▶ **Records provided**

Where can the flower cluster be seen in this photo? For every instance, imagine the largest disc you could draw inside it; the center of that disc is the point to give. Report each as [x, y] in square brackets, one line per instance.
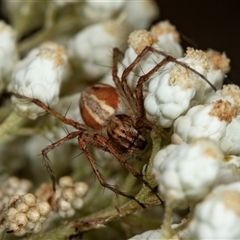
[12, 186]
[24, 214]
[196, 168]
[67, 198]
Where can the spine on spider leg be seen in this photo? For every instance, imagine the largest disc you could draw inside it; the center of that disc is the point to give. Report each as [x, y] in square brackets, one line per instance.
[57, 115]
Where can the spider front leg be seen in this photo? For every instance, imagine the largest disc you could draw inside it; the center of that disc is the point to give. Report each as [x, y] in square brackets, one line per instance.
[101, 142]
[49, 148]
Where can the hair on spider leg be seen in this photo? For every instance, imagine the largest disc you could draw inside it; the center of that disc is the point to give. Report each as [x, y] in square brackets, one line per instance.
[123, 135]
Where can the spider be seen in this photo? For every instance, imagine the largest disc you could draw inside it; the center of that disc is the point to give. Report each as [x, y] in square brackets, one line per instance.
[99, 106]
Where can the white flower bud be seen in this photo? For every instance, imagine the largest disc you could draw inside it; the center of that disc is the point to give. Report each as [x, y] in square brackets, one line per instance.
[209, 121]
[11, 212]
[43, 208]
[67, 213]
[21, 219]
[230, 92]
[29, 199]
[66, 181]
[20, 232]
[95, 11]
[168, 39]
[68, 194]
[77, 203]
[30, 226]
[218, 216]
[80, 188]
[172, 92]
[8, 53]
[219, 66]
[140, 14]
[64, 205]
[22, 207]
[37, 227]
[40, 79]
[92, 55]
[33, 214]
[185, 173]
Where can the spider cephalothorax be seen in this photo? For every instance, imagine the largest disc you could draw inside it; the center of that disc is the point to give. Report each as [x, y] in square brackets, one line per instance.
[114, 118]
[101, 108]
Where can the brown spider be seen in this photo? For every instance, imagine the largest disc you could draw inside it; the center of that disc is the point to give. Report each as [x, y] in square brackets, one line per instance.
[99, 106]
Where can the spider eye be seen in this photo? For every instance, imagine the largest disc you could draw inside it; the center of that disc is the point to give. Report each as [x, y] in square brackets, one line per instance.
[122, 132]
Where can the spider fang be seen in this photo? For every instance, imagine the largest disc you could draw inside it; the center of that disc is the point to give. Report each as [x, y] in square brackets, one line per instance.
[99, 106]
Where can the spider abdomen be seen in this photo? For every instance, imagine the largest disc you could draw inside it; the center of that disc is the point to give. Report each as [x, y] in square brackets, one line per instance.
[97, 104]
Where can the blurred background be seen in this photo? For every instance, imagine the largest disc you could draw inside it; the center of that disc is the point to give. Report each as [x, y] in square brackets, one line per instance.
[203, 24]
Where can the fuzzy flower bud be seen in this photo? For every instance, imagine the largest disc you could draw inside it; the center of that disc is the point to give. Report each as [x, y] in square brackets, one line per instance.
[40, 79]
[216, 121]
[92, 55]
[218, 216]
[168, 38]
[140, 14]
[172, 92]
[219, 66]
[67, 198]
[186, 172]
[96, 11]
[23, 214]
[230, 92]
[8, 53]
[13, 186]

▶ **Problem description**
Each line of the data must be transcribed exactly; pictures are not carried over.

▶ **Reply to the exercise**
Where can the flower cluster be seen in this photo? For every instance, imagine the largest disc you could draw inside it; the center of that disc is the point to give. Report each as [x, y] in square brackets, one line per instance.
[12, 186]
[24, 214]
[196, 168]
[67, 198]
Where can the spine on spider leg be seen in this photo? For every instance, imagine the largest disc you could draw inside it; the center of that disc is the point to give. Report each as [x, y] in square brackets, one line per instance.
[57, 115]
Where can the spider front leg be seen in this photo? For every instance, imagine the largest disc you could draw inside it; the center of that disc is the point to give. Report each as [x, y] in square brackets, one line per instance.
[101, 142]
[49, 148]
Where can the hair on spider leg be seen in this photo? For every instance, imagine the largest disc you could draw inside it; the center of that disc is the point to give. Report each as [x, y] in square brackets, one line per instance.
[123, 135]
Where can the spider be seen in this photo? For every instance, imagine the largest disc you could draw inside it; the center of that disc is the point to give. Report each as [x, y] in square brackets, one line per instance.
[99, 106]
Where can the white flower bud be seen in this photo? For every instance, imagine the largest disc you could draw inside it; the center of that disc is the point to give. Report each as [x, y] in square brackets, one line per instance.
[209, 121]
[11, 212]
[43, 208]
[67, 213]
[21, 219]
[230, 92]
[29, 199]
[66, 181]
[20, 232]
[95, 11]
[168, 39]
[68, 194]
[77, 203]
[30, 226]
[218, 216]
[80, 188]
[172, 92]
[8, 53]
[219, 66]
[140, 14]
[64, 205]
[22, 207]
[37, 227]
[40, 79]
[92, 55]
[33, 214]
[185, 173]
Where can the spider cephalothorax be seen in this photo? For every instance, imagine the largest disc you could draw inside it; the center of that disc is the point to give. Report each as [x, y] in square brackets, one line per instance.
[114, 118]
[101, 108]
Where can the brown spider be seen in this photo? For every instance, imagine the largest disc you could draw inside it; the center of that disc is the point to give. Report each as [x, y] in square brackets, one line per instance.
[99, 106]
Where can the spider eye be seen in this photo? For every instance, imagine the largest disc you could draw inside it; the center of that disc is the point to give. Report each as [x, y] in square brackets, one line per instance.
[122, 132]
Where can the spider fang be seen in this photo? For every instance, imagine the largest disc you could draw inside it; the center of that disc is the point to give. Report each as [x, y] in square brackets, one line per instance.
[99, 106]
Where can the spider abdomen be seen in this photo? For every instance, imagine the largest disc you could draw inside it; the center of that disc is the point to give. Report each as [x, y] in square brackets, one line per instance.
[97, 104]
Where can the blurred background be seen in this photo? For every instance, imagine the largest disc you could draw inside it; the center of that disc is the point to give. Report each as [x, y] in square brackets, one line per instance.
[203, 24]
Where can the fuzzy flower bud be seen in this photo? For every instance, imagine the largest disc you could draw inside it; the center of that disc is the point to give. Report each as [x, y] in square brackets, one line per instance.
[40, 79]
[216, 121]
[92, 55]
[218, 216]
[168, 38]
[140, 14]
[172, 92]
[219, 66]
[67, 198]
[186, 172]
[96, 11]
[23, 214]
[230, 92]
[8, 53]
[13, 186]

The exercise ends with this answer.